**What is expected**
Please give the entries again in full and exactly, without any picture.

Coordinate annotation records
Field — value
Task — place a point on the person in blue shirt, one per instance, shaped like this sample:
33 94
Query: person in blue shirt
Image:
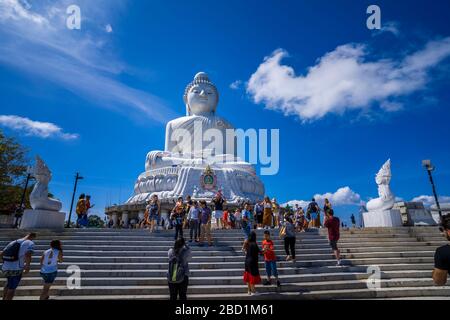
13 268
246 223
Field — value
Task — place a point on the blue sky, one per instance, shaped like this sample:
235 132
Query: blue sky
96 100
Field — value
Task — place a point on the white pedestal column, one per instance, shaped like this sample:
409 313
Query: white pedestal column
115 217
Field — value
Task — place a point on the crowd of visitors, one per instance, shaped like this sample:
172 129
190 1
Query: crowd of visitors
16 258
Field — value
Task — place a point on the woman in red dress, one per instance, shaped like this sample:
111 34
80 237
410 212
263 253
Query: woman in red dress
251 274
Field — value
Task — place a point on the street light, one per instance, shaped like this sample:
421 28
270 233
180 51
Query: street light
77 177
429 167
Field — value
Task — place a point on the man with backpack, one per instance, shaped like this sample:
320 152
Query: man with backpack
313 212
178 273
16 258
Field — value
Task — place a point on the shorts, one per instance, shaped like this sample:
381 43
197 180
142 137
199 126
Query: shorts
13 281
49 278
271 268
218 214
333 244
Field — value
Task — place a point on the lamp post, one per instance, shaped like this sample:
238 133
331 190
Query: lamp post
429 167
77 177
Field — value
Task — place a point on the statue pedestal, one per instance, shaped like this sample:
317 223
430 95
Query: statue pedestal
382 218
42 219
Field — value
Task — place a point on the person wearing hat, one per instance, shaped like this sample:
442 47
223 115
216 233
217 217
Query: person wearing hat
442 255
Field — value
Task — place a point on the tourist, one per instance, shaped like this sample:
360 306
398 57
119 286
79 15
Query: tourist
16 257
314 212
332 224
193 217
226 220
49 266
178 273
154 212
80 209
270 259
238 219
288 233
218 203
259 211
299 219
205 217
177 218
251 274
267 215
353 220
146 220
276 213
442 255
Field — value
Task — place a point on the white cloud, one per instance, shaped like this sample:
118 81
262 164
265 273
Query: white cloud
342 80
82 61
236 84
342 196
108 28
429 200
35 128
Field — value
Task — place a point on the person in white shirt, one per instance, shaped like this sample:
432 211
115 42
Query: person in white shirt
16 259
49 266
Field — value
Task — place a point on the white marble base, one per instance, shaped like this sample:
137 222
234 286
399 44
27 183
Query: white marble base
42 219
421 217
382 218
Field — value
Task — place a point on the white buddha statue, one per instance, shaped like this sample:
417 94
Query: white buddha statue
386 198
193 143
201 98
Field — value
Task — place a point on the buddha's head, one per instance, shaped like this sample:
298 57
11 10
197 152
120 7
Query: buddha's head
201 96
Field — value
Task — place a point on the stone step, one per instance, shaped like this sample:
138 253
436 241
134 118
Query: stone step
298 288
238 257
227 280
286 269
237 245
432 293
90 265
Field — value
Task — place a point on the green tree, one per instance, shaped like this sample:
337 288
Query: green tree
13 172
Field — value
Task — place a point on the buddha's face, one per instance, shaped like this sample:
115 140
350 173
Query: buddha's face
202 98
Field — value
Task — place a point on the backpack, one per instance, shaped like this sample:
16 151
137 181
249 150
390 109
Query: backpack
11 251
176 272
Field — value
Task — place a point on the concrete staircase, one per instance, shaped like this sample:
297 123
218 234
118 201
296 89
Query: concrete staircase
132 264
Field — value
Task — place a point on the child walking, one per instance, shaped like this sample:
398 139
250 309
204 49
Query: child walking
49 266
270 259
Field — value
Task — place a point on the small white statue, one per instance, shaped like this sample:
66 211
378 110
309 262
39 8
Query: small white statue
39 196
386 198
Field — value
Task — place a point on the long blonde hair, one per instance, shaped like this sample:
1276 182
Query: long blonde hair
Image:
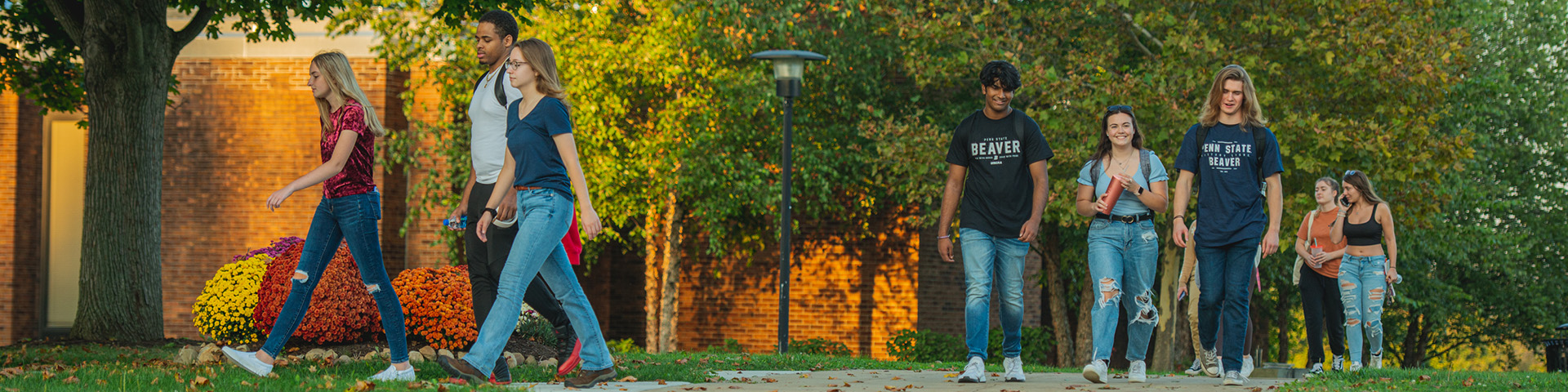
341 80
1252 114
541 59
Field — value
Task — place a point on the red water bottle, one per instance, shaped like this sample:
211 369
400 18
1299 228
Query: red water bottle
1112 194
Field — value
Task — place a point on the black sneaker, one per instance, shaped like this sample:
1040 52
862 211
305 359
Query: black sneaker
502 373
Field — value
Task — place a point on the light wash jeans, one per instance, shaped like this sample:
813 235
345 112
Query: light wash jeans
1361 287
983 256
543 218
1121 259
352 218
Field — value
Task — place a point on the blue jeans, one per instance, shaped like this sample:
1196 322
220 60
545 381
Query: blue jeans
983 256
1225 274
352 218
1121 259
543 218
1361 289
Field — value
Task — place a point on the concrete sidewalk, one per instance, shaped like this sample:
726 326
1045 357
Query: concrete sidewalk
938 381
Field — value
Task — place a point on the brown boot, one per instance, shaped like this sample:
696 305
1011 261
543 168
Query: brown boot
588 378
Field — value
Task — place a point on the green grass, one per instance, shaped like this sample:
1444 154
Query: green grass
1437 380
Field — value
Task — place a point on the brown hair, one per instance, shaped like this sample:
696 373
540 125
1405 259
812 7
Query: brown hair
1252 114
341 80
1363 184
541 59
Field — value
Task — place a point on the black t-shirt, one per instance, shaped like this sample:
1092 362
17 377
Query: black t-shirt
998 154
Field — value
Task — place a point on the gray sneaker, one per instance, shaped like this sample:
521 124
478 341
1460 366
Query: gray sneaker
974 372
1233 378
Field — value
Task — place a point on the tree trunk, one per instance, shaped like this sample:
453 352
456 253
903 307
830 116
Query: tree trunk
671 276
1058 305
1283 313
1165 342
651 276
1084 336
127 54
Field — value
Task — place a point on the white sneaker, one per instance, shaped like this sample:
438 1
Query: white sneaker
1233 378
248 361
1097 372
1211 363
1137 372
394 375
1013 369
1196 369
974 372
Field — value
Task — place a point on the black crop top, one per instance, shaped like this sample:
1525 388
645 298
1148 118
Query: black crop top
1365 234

**Solution to this problem**
Field — value
Task — place a point on the person in blue shirt, one per instance, shaped like this sample:
33 94
Query: person in blue shirt
Image:
13 268
246 223
Field — value
Task — place a point on the blue sky, one per instance, shaped like this sample:
235 132
Query: blue sky
96 100
Field — value
Task — place a point on the white pedestal column, one per instance, shaped like this sample:
409 313
Query: white pedestal column
115 217
Field — value
Task — place a point on the crowd of visitors, one per instance, shaped like this sample:
172 129
190 1
Query: crowd of visitors
16 258
Field — value
Task — place a point on the woman in red dress, one per instance, shaped like this sample:
111 34
80 237
410 212
263 253
Query: woman in red dress
251 274
Field — value
Task — place a point on the street light, one per instance, shaped like this sample:
421 28
270 233
180 51
Query: street light
77 177
429 167
Field — value
Task — place a point on the man with backpack, one per instance, shaped like this sample:
320 152
Query: man with backpack
313 212
178 273
16 258
Field — value
Task — place a point on the shorts, one per instance, shaped like this sample:
381 43
197 180
142 137
199 126
Query: shorts
13 281
49 278
271 268
218 214
333 244
Field — value
Task — place a point on the lamp post, one per instance, shaped like this sample:
238 133
331 190
Query: lamp post
429 167
77 177
Field — value
Task — place a point on the statue pedestal, one per instance, shaped like this sample:
317 223
430 95
Query: statue pedestal
382 218
42 219
Field — value
Task — place a point on the person wearing hat, one per instance, shaped like this sample:
442 47
223 115
216 233
217 217
Query: person wearing hat
442 255
Field — value
Task — place a point on the tourist, one per instance, shaped like this sample:
360 306
398 57
119 286
79 15
Query: tourist
16 257
314 212
332 224
193 217
226 220
49 266
178 273
154 212
80 209
270 259
238 219
288 233
218 203
259 211
299 219
205 217
177 218
251 274
267 215
353 220
146 220
276 213
442 255
Field — value
Task — place a point on the white cloud, one per instance, shaped like this sample:
118 81
262 164
265 273
Query: white cloud
342 80
82 61
236 84
342 196
108 28
429 200
35 128
Field — value
Task — place a point on the person in white shirt, one per instance, shaped like this sample:
432 211
115 42
Query: person in white shirt
16 259
49 266
Field — value
Task — place a point on the white marble base, one per instance, shaped like this sample:
137 222
234 286
399 44
27 183
Query: white marble base
42 219
421 217
382 218
Field — value
Task — place a point on the white buddha statue, one per instance, shaped like this sample:
417 94
Query: white buddha statue
386 198
193 143
201 98
Field — value
Task — place a point on the buddha's head, one per instance, shaped like this sample:
298 57
11 10
197 152
120 7
Query: buddha's head
201 96
Field — value
Task — place a point on the stone step, one per instance, shaped like this sample:
138 253
436 241
134 118
Query: stone step
298 288
238 257
227 280
286 269
237 245
432 293
90 265
Field — value
Task — place a point on the green tree, one per instance, shaped like this sample:
337 288
Query: green tree
13 172
Field — value
Task — place a point on the buddha's face, one per instance, shaped like this sample:
115 140
350 173
Query: buddha's face
202 98
Field — value
Task — place a point on the backpack, one per instance, shaped like this sample:
16 151
137 181
249 150
390 109
Query: backpack
11 251
176 272
Field — value
Task — place a point on the concrete staircase, one per instance, shaped like this sample:
297 123
218 234
118 201
296 89
Query: concrete staircase
132 264
Field — value
Task — place a point on the child walking, one per instance, shaped like this sample:
398 139
250 309
204 49
Query: child walking
49 266
270 259
Field — value
Task — place a point on the small white statue, one per instance, shaped like this sample:
66 211
378 110
309 262
39 8
Query: small white statue
39 196
386 198
Field — value
Task — place a point on the long blonde hair, one per instance, shaped like this sample:
1276 182
Query: long blonde hair
Image:
341 80
1252 114
541 59
Field — value
Task — place a point on the red water bottle, one per instance, shaped like this sample:
211 369
400 18
1299 228
Query: red water bottle
1112 194
Field — value
Task — place a point on the black sneaker, one per instance, shaped like this sample:
1040 52
862 211
305 359
Query: black sneaker
502 373
Field — value
Task — place a point on the light wash jeans, one per instance, shaped like this sample:
813 235
345 112
Query: light wash jeans
1361 287
983 256
543 218
1121 259
352 218
Field — value
Task — place a point on the blue jeans, one per instance, shaped like this sample:
1196 322
220 60
545 381
Query: blue jeans
983 256
1225 274
352 218
1121 259
543 218
1361 289
Field — value
Task — place a point on the concrete sidewalk, one per instance, shaped like this sample:
726 326
1045 357
Query: concrete sidewalk
938 381
Field — value
Task — place a point on the brown boot, one per instance, shaped like this sample:
696 305
1011 261
543 168
Query: brown boot
588 378
Field — value
Task — place a point on the green grass, one per instance, shaped like this sample:
1444 154
Query: green grass
1437 380
Field — value
Task — place a point on the brown hair, one per instance, shaped like this sample:
696 373
540 125
1405 259
812 7
Query: brown hair
1252 114
341 80
1363 184
541 59
Field — value
Task — place a point on the black t-shirt, one per instance, shaped like this sample:
1092 362
17 377
Query: black t-shirt
998 154
Field — value
Task — place a point on the gray sneaker, one per instance, shaped like this sample:
521 124
478 341
1460 366
Query: gray sneaker
974 372
1233 378
Field — value
Task — place a point on the tree trunk, one per instance, shaped like this sample:
453 352
456 253
903 307
830 116
Query: tree trunk
671 276
1058 305
1283 313
1165 342
651 276
1084 336
127 54
Field — value
Task — place a point on the white sneaker, one per instance, shaped like this sample:
438 1
Query: white sneaker
1233 378
248 361
1097 372
1211 363
1137 372
394 375
1013 369
1196 369
974 372
Field — value
Task — place a point on the black crop top, one per instance, shaped like this sample:
1525 388
645 298
1148 118
Query: black crop top
1365 234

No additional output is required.